* Text zum Lesen:
==================================================
Wien - Der weitere Verlauf des Goldpreises bleibt Anlass für viele Spekulationen und Analysen. Die Meinungen über die Preisentwicklung des Edelmetalls gehen fundamental auseinander. Ronald Stöferle, Goldexperte der Erste Bank, rechnet nach der Korrektur zu Jahresende schon für die Jahresmitte mit einem Preis von 2.000, längerfristig mit 2.300 Dollar pro Unze.
Andere Experten erwarten hingegen für den Goldpreis 2012 eher Ungemach. Nach einer Reuters-Umfrage von Mitte Dezember könnte der Preis in den nächsten Monaten unter 1.500 Dollar sinken. "Wir vermuten, dass 2012 sich der Goldpreis unter allen Metallpreisen am schlechtesten entwickeln wird", erklärte Christoph Eibl, CEO und Partner des Schweizer Rohstoff-Hedgefonds Tiberius Anfang Jänner. Im September 2011 hatte der Goldpreis mit 1.920 Dollar ein Rekordhoch erreicht. Am Donnerstag kletterte er mit 1729,76 Dollar wieder auf den höchsten Stand seit Anfang Dezember.
Geschäftsbelebende Unsicherheit
Wer eher ein Indiz für eine Entwicklung nach oben sucht, könnte es im Umzug des Edelmetallhändlers pro aurum von der Wiener Peripherie ins Zentrum im 1. Wiener Bezirk sehen. "Solange die Politik weiterhin für große Unsicherheit sorgt, ist für unser Geschäft gesorgt", sagt Geschäftsstellenleiter Claus Gabler anlässlich der Eröffnung des Geschäftslokals an der Seilerstätte. Ein in diesem Sinne geschäftsschädigendes Verhalten scheint er eher nicht zu erwarten. Gekauft werden kann hier nur physisches Gold - von der Goldmünze bis zum Barren. Kunden sind hier nicht nur Banken, sondern seit geraumer Zeit verunsicherte Privatkunden, betont Gabler. "Menschen, die mit Fonds Geld verloren haben und jetzt nicht wissen, wie sie ihr Erspartes sichern sollen." Über Geschäftszahlen wird keine Auskunft erteilt. Nur soviel: Der Umsatz hat sich im Vorjahr verdoppelt.
==================================================
* Extrahierte Daten:
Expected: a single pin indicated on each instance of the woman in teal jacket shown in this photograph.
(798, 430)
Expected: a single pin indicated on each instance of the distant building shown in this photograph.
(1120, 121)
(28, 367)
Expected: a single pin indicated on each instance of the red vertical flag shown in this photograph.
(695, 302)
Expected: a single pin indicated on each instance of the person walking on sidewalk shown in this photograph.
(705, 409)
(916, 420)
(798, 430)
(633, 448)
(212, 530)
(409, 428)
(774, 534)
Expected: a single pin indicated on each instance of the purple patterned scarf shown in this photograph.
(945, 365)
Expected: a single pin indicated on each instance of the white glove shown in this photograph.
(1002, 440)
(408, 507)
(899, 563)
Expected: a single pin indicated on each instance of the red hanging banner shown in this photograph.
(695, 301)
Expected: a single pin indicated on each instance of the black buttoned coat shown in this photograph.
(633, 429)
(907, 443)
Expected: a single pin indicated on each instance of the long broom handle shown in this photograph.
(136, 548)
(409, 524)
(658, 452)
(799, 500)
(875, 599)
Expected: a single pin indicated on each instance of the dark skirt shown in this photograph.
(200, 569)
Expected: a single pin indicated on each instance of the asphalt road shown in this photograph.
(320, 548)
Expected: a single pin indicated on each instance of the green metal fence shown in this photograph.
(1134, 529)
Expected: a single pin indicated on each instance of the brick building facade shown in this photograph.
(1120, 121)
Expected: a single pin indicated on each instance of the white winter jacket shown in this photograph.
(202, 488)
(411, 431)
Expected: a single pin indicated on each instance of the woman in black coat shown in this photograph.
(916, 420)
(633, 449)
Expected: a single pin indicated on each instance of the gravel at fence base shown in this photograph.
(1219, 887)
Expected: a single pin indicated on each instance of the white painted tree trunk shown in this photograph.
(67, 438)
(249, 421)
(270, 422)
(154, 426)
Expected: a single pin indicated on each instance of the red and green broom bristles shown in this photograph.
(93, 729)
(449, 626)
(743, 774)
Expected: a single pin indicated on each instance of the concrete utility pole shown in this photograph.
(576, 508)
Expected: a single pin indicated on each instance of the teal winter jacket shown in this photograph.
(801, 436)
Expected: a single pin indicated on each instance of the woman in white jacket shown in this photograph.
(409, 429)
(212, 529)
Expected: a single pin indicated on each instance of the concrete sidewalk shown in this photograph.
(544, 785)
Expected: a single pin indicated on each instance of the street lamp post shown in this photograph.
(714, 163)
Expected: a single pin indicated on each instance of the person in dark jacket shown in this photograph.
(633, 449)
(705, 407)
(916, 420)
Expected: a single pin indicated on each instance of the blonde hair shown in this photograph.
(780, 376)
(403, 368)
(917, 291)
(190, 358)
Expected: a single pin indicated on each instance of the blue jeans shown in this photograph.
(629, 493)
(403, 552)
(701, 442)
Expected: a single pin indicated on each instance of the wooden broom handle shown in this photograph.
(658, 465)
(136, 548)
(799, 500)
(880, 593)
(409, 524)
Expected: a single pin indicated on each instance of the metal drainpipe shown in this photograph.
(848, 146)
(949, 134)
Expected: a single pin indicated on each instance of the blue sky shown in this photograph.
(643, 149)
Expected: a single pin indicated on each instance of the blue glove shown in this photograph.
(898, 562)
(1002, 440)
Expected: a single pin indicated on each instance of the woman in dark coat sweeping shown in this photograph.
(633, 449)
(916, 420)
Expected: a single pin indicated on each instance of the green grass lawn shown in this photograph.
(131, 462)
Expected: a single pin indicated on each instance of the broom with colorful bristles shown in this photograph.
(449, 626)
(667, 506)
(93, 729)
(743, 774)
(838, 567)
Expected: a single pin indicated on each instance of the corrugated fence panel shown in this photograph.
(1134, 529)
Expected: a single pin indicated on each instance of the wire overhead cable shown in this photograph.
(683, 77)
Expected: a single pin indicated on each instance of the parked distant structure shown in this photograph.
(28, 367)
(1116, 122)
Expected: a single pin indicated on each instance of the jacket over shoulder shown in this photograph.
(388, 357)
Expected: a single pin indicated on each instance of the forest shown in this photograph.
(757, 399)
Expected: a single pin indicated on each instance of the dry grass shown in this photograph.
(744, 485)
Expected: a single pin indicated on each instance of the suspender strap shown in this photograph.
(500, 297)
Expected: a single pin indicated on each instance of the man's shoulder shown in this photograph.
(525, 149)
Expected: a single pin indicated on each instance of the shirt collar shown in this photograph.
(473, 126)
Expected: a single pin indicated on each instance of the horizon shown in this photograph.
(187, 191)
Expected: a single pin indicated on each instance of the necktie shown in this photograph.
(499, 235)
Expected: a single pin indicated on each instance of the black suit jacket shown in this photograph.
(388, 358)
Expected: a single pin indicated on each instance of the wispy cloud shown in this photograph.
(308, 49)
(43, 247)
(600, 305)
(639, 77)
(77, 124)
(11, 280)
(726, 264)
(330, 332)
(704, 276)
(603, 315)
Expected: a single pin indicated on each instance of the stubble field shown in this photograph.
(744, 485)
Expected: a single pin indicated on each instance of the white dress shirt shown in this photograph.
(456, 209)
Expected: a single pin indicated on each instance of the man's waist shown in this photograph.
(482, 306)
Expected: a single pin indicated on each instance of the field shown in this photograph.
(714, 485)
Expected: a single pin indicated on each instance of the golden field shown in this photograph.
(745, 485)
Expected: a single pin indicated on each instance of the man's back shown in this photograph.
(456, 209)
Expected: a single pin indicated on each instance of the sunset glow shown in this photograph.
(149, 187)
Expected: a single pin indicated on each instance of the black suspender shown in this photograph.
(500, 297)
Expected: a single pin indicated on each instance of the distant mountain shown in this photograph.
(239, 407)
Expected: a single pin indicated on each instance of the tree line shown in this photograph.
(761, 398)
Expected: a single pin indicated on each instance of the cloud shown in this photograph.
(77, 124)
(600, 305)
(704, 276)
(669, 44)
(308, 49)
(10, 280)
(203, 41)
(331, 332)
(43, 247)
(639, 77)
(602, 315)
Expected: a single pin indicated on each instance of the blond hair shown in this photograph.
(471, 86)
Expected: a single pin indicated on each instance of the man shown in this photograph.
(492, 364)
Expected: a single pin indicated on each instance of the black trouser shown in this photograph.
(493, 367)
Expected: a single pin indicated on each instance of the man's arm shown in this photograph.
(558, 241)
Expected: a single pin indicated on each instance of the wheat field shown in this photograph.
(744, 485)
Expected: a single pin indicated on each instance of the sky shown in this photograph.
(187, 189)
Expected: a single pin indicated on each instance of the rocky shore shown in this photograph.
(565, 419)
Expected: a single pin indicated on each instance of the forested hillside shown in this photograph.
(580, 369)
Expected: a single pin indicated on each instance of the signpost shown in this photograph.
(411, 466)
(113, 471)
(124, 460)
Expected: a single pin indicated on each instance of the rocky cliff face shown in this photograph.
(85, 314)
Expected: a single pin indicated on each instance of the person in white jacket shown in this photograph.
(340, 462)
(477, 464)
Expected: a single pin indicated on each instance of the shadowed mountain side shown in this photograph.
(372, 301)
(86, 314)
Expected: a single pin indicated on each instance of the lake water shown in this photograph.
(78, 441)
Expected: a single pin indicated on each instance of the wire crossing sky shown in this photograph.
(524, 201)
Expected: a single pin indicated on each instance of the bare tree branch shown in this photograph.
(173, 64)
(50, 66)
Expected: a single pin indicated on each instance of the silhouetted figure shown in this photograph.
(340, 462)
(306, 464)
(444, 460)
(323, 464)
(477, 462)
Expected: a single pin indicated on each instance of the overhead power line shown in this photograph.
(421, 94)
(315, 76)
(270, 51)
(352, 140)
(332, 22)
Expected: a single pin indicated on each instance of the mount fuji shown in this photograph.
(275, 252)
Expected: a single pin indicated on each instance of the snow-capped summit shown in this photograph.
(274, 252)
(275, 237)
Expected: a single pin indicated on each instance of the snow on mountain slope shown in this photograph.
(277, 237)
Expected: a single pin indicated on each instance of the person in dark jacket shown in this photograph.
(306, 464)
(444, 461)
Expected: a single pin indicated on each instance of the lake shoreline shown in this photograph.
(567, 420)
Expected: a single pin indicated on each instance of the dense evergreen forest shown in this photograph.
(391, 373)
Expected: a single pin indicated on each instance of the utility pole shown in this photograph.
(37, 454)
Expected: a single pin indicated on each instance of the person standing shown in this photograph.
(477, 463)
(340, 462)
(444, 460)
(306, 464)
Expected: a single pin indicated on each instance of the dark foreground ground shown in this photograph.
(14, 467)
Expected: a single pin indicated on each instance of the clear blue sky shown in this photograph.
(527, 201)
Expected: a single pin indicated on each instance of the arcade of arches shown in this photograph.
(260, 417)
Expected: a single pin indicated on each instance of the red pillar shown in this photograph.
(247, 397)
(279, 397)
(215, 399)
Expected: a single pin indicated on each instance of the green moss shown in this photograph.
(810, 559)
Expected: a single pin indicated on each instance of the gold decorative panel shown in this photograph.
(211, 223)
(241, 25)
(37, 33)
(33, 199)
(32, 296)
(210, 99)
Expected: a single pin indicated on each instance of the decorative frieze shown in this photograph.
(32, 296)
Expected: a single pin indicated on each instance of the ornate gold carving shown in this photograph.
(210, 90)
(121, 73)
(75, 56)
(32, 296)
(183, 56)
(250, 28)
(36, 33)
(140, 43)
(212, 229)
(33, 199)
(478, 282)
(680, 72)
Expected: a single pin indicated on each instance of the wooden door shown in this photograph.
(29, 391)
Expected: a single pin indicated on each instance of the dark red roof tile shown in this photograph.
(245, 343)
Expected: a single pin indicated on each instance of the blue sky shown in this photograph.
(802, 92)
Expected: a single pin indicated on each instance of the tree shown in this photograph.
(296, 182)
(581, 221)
==================================================
Schreiben Sie aus dem Text zum Goldpreis den Abschnitt ab, der mit „Andere Experten erwarten“ beginnt und mit „seit Anfang Dezember.“ endet.

Andere Experten erwarten hingegen für den Goldpreis 2012 eher Ungemach. Nach einer Reuters-Umfrage von Mitte Dezember könnte der Preis in den nächsten Monaten unter 1.500 Dollar sinken. "Wir vermuten, dass 2012 sich der Goldpreis unter allen Metallpreisen am schlechtesten entwickeln wird", erklärte Christoph Eibl, CEO und Partner des Schweizer Rohstoff-Hedgefonds Tiberius Anfang Jänner. Im September 2011 hatte der Goldpreis mit 1.920 Dollar ein Rekordhoch erreicht. Am Donnerstag kletterte er mit 1729,76 Dollar wieder auf den höchsten Stand seit Anfang Dezember.